§ INSTRUCTIONS FOR THE TASK
Can you write out all the data below again, requests included, with 114 added to both coordinates of every point in the answers, and with the pictures left out?
start THE DATA
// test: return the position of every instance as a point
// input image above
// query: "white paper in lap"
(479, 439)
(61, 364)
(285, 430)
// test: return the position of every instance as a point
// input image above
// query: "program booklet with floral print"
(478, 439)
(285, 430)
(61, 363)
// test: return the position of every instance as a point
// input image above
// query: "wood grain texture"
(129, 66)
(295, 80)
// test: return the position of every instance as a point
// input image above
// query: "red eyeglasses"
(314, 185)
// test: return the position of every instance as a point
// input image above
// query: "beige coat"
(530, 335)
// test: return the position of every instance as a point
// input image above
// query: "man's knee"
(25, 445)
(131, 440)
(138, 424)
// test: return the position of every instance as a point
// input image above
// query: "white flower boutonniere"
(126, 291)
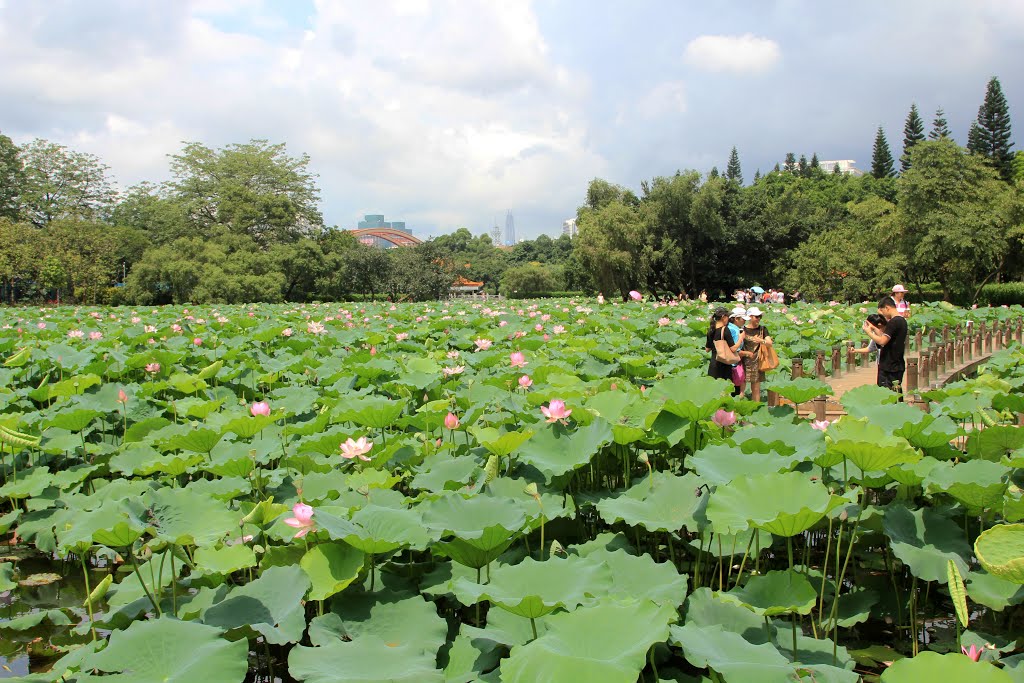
end THE DATA
§ ANSWER TO THIS EXERCISE
// test: return the position of every instance as a point
// input image above
// query: "white paper in lap"
(593, 553)
(175, 478)
(399, 544)
// test: return the position of every instance as a point
// input image above
// query: "program booklet with floral print"
(592, 553)
(399, 544)
(175, 477)
// test: return the position of every instance as a point
// input image above
// query: "wood grain texture"
(243, 180)
(409, 194)
// test: return the position of every instance as a point
// input image above
// query: "red eyeglasses"
(428, 299)
// test: return the position of every instance as a point
// input image above
// query: "beige coat"
(644, 449)
// test: return the position of every instance as a point
// input image above
// query: "man's knee"
(139, 559)
(245, 554)
(252, 538)
// test: return the position of every instance as a point
// input image above
// query: "white flower boutonniere"
(240, 405)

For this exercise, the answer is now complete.